Referring expression data:
= Beginning of Section =

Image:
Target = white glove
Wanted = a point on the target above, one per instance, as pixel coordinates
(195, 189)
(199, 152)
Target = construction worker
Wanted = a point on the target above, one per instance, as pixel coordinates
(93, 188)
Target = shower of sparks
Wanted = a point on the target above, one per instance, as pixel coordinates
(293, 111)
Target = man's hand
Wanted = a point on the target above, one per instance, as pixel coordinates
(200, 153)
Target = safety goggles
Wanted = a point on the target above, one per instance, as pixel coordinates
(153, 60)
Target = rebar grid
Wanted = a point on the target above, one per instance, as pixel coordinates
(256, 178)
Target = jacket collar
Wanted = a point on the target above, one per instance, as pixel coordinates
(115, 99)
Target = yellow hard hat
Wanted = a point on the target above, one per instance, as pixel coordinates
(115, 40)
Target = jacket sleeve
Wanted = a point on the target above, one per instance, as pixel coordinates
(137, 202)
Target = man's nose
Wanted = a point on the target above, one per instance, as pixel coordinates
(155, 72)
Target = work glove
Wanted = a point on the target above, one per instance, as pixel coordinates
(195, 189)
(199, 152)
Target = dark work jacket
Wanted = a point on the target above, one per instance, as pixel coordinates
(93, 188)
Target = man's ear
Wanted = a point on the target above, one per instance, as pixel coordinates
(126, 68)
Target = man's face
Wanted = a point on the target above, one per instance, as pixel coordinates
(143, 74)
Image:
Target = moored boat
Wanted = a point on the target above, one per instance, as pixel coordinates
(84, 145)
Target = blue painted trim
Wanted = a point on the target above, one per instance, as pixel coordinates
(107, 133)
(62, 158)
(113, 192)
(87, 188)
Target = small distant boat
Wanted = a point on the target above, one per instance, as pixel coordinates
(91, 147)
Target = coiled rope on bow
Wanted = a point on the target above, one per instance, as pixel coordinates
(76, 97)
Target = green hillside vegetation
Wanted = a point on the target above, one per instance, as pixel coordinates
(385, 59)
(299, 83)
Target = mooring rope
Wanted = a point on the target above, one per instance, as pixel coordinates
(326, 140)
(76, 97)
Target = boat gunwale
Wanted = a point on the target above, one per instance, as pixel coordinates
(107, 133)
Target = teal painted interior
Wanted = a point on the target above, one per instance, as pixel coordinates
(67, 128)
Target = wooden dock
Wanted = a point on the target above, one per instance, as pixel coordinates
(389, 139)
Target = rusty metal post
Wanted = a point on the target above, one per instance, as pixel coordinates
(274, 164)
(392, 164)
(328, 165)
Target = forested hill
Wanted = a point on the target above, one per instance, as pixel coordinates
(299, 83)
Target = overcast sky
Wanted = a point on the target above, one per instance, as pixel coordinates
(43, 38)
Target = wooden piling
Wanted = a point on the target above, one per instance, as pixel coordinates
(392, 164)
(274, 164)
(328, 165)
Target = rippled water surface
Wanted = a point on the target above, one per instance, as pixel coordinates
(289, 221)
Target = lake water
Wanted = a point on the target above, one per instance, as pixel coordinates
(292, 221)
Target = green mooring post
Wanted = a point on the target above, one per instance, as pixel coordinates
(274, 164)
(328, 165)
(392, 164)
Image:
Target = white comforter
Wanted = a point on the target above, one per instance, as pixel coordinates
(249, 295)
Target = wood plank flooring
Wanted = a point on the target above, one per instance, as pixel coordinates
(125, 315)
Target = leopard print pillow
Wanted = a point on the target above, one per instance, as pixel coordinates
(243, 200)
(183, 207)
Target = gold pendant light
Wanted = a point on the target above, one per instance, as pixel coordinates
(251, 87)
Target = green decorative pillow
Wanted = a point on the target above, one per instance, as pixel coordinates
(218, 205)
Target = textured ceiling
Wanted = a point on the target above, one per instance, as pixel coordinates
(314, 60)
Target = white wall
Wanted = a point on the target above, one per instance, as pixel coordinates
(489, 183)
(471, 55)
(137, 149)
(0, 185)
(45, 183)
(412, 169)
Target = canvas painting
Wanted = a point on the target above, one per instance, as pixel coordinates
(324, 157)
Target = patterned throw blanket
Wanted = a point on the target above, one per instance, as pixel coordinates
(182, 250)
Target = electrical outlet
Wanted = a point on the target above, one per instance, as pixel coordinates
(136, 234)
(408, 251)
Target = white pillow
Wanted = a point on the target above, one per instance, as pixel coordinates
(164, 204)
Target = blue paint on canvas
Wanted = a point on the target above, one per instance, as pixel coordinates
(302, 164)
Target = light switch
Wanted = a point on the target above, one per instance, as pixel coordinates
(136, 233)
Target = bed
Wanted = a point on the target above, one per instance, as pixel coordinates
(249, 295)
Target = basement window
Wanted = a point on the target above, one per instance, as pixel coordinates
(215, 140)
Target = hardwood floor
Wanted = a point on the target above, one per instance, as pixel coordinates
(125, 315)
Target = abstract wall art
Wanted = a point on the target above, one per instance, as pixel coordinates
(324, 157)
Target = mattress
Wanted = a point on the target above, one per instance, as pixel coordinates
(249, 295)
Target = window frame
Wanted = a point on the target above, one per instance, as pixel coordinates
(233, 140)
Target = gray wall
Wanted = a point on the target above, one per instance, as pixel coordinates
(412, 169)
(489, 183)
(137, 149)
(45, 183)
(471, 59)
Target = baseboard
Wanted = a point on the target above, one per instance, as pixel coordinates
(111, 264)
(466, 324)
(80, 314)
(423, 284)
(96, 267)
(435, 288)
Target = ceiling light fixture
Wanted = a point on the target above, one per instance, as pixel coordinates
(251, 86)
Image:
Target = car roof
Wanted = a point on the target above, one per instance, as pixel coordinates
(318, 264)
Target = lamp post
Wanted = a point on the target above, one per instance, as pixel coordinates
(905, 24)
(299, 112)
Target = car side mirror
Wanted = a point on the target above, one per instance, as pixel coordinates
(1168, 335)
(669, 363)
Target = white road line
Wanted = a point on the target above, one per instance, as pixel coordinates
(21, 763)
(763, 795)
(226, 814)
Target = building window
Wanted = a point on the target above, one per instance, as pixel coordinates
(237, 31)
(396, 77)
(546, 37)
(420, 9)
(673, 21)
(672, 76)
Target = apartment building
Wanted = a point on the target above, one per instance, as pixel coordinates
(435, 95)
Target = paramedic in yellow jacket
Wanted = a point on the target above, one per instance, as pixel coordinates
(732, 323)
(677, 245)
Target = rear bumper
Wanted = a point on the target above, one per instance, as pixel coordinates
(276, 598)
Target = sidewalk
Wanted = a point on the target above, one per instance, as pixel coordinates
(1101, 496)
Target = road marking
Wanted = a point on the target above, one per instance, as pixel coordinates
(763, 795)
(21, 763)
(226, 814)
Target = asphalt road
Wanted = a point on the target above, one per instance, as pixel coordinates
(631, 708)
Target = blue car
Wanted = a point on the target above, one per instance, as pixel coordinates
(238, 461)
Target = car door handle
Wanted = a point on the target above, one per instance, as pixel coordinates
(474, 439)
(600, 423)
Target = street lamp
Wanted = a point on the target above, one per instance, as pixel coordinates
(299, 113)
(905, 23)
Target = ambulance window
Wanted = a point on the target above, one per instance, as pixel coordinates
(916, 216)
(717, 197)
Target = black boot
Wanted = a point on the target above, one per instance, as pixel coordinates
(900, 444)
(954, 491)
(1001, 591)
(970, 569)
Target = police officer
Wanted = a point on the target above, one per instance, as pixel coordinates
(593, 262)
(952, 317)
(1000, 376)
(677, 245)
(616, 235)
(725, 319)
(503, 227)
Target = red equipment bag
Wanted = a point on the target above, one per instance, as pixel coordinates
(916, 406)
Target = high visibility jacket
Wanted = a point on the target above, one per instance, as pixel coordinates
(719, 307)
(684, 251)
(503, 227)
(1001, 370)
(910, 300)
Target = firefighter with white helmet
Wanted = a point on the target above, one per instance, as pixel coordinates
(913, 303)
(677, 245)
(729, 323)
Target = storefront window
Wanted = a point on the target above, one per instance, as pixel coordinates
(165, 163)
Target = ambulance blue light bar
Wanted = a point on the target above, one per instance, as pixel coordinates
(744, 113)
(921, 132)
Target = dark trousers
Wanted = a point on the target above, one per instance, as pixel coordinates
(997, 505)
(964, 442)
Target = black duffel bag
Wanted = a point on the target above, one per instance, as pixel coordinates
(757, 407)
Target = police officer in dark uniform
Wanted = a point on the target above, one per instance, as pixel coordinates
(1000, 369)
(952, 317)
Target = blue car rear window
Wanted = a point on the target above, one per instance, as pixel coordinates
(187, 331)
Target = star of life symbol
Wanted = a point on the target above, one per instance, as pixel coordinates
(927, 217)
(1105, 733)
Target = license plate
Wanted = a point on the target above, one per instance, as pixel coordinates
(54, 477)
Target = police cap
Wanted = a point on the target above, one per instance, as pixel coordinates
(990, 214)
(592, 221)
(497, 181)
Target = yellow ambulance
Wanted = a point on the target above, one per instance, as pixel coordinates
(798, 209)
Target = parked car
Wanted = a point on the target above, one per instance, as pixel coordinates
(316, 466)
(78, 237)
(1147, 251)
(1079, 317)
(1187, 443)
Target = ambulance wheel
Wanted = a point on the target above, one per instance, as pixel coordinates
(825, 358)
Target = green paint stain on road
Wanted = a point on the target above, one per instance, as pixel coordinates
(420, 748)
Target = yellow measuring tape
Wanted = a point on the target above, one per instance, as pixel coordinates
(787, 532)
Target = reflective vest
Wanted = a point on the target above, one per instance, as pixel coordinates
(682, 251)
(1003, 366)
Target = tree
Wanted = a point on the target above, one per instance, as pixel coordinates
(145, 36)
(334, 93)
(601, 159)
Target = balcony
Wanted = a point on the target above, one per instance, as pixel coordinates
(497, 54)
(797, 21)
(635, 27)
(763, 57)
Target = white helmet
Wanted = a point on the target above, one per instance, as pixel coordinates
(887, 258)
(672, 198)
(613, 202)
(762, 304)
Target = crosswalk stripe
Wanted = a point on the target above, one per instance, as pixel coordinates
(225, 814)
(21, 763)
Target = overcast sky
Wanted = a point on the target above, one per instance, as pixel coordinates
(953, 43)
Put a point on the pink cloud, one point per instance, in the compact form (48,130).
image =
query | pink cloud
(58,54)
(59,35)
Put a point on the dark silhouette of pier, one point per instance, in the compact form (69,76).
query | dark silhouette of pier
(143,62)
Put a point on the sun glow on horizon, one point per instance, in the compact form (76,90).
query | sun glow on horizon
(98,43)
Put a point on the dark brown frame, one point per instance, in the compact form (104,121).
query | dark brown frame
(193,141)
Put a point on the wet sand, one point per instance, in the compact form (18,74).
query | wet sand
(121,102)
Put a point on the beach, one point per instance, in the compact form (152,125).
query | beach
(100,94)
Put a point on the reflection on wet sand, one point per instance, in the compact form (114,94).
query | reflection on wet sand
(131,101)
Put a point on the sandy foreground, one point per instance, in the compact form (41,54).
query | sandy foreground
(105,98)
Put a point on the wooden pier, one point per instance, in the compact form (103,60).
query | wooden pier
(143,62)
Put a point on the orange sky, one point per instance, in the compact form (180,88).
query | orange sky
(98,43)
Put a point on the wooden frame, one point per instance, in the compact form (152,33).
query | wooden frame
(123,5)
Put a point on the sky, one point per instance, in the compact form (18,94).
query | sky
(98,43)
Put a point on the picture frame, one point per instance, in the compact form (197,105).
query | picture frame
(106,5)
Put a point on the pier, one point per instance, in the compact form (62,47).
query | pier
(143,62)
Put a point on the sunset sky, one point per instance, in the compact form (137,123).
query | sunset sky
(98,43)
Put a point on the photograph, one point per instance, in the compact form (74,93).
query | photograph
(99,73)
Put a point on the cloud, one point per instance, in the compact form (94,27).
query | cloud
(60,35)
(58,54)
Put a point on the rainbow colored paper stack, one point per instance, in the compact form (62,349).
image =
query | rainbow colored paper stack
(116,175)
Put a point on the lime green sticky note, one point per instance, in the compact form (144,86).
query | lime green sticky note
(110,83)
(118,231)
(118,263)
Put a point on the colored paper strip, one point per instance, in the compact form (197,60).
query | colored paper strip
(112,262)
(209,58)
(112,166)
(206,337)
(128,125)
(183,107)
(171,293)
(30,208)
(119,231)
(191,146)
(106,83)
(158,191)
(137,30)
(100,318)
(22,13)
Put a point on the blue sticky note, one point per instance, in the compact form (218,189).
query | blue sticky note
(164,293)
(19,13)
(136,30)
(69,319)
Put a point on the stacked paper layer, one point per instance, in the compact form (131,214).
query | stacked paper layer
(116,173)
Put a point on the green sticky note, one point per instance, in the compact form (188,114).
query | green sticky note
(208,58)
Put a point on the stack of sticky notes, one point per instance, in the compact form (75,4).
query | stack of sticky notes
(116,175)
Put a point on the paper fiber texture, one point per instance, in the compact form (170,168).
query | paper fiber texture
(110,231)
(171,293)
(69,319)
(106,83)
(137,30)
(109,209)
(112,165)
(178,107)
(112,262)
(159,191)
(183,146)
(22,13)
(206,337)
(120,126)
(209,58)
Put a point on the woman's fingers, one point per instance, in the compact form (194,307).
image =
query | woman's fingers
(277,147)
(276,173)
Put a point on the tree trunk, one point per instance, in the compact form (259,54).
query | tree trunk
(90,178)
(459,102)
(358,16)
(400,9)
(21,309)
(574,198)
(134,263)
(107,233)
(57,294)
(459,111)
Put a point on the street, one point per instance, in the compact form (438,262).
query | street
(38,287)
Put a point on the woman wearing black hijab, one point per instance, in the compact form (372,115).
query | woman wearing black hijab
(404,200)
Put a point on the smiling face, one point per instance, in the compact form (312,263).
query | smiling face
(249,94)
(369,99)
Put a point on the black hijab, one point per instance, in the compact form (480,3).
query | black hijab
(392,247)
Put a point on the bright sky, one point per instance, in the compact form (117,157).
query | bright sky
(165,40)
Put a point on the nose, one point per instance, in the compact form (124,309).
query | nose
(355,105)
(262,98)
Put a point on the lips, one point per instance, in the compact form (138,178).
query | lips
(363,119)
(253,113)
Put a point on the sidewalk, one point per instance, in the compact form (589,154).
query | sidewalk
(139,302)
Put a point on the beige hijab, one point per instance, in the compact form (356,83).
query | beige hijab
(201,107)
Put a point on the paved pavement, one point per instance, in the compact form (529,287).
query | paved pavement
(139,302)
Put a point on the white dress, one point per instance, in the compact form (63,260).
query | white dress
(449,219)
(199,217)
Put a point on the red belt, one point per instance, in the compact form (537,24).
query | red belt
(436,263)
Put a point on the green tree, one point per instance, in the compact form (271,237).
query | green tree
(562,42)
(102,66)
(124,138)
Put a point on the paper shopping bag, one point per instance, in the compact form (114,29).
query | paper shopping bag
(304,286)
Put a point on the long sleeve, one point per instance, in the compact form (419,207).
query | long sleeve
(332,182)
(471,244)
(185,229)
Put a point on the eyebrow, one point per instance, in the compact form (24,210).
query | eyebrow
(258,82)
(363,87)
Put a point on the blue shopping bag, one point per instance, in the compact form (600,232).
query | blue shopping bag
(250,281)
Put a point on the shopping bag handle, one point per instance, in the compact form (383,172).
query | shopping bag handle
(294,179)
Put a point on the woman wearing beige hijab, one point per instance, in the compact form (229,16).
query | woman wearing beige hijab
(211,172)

= End of Section =

To do:
Exactly as they stand, set down the lines from the top of the data through the line with "Target = yellow hard hat".

Result:
Image:
Target = white glove
Wanted = a point on the target above, one per instance, as pixel coordinates
(195, 189)
(199, 152)
Target = construction worker
Wanted = a point on the target above, one per instance, as pixel coordinates
(93, 188)
Target = shower of sparks
Wanted = a point on the target above, one per instance, as pixel coordinates
(293, 111)
Target = man's hand
Wanted = a point on the target above, one per instance, as pixel coordinates
(200, 153)
Target = safety goggles
Wanted = a point on the target above, one per instance, as pixel coordinates
(153, 60)
Target = rebar grid
Wanted = a point on the target above, one per instance, as pixel coordinates
(256, 178)
Target = jacket collar
Wanted = a point on the target above, one per instance, as pixel coordinates
(115, 99)
Target = yellow hard hat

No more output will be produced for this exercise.